Instructions for the task:
Here are records with pictures in them. Copy all of them exactly and leave the pictures out.

Listed records:
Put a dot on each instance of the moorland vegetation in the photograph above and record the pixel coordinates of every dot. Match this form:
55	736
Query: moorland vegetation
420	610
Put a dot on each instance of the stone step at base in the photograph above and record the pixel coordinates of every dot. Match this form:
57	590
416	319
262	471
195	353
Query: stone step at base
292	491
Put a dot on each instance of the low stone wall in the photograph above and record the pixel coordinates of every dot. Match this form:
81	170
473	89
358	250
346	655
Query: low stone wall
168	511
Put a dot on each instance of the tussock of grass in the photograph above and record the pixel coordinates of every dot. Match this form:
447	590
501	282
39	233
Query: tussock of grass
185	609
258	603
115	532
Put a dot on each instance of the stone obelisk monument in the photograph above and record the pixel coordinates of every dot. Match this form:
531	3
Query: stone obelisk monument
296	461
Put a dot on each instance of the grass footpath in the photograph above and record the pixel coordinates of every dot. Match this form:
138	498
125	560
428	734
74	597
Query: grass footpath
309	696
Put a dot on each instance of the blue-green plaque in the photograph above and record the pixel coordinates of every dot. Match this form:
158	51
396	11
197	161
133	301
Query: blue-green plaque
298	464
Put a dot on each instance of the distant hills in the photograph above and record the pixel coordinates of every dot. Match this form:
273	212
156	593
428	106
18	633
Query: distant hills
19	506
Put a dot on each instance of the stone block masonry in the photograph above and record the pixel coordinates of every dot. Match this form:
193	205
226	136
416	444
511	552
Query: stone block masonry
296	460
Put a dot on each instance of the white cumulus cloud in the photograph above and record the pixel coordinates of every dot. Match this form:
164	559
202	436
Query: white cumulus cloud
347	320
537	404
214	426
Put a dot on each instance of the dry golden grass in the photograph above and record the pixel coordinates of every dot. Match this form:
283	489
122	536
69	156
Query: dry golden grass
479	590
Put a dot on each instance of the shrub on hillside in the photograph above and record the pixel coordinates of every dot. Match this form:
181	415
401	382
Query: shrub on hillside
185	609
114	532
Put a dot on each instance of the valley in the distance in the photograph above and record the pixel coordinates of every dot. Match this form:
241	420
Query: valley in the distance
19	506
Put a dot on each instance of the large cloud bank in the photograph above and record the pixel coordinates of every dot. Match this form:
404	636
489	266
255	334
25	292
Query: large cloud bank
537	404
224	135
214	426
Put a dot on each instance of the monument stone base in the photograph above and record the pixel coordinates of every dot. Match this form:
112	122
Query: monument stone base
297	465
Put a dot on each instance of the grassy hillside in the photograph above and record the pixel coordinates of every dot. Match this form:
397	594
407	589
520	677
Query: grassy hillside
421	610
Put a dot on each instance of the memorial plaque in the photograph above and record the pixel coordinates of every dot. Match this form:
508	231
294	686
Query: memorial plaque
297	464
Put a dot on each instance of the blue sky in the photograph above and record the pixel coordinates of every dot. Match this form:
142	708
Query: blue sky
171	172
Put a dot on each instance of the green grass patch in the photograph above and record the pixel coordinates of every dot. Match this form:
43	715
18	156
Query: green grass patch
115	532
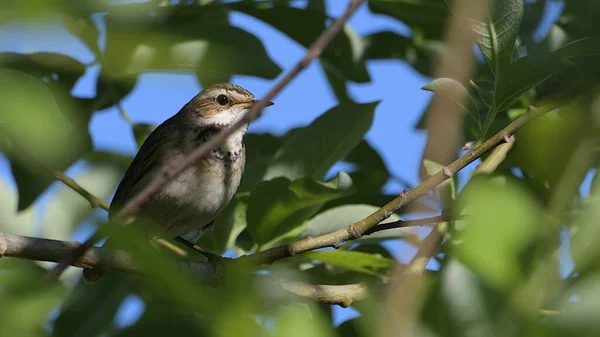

Exercise output:
Put a dot on each instance of the moorland vegetation in the photograph above and record the pixel coordinates of every dot. Match this form:
55	736
Query: moorland vegetation
420	610
Put a dot on each instance of the stone step at base in the photograph above and record the pixel coordinates of every dot. Match this form:
57	590
416	319
262	471
195	353
Query: stone step at base
292	491
Put a dot on each instance of the low stone wall in the photograph above and record the pixel coordinates of every dot. Match this form:
81	170
473	89
358	250
346	655
Query: low stone wall
168	511
Put a dot on each instance of the tussock of grass in the photograph above and record the pixel coordinates of every dot. Match this form:
447	590
501	282
39	233
Query: tussock of grass
185	609
258	603
115	532
Put a dot on each instance of the stone obelisk monument in the photograph above and record the pixel coordinates of every dot. Match this form:
531	3
Query: stone obelisk monument
296	461
Put a dot on each instance of the grass footpath in the photograph above and record the pixel coordinates of every dot. Match this form:
138	498
125	560
428	734
74	597
Query: grass footpath
309	696
Put a dot on each instance of the blue-green plaque in the photograph above and record the pixel coordinates of every dot. Match this form:
158	51
396	11
197	161
133	301
Query: blue-green plaque
298	464
Put a dot on each instance of the distant hills in the photograph above and record the pixel coordinates of every dot. Match this form:
273	212
156	593
428	106
18	633
Query: distant hills
19	506
Put a dot on each instance of the stone block masonry in the photograph above and record the pixel coordinates of every dot. Match this form:
193	205
226	136
416	444
511	552
Query: stone block masonry
296	460
Put a dot on each instance of the white cumulus cloud in the photograph above and record the pixel coordinates of every dot. Match this form:
164	559
202	436
Query: white cumulus cloud
347	320
537	404
214	426
Put a dot on each instance of the dry golden grass in the photograph above and record the pixel coordinates of every dot. Match this form:
283	489
122	536
69	156
Query: dry golden grass
479	590
Put a dot on each instance of the shrub on hillside in the photograph above and record the pixel coordinates of every dot. Match this form:
181	415
401	382
Query: shrub on hillside
185	609
114	532
Put a dot on each instance of the valley in the distance in the photograph above and record the pixel coordinates of every dot. Match this form:
241	420
Query: valley in the distance
19	506
Put a dot on each instance of the large cloud bank in the photograph above and record the pixel coordinates of every dot. Match this form:
404	636
489	266
255	334
25	292
Query: large cloud bank
537	404
224	135
214	426
Put a dot on each instance of the monument stone base in the photograph above and record the pixel coordinates of every dot. Match this form:
112	122
Query: monument stone base
297	465
Put a dot on each instance of the grassy hillside in the photograph above and record the pixel coordinates of every dot. Match this form:
397	594
407	589
520	677
Query: grassy hillside
421	610
Put a dot on each instance of the memorial plaque in the photograph above and record the pixel coordinates of every dot. Match this form:
508	231
294	686
Query: memorial plaque
297	464
Put a dot on each instance of the blue sky in the photograph above and record the pixel coordinates of every dot. Match this form:
142	708
Query: blue sky
171	172
Put a dot on each instance of the green grass patch in the photograph above and record the pixel coordinates of every dot. Match this form:
43	715
18	156
Query: green grass patch
115	532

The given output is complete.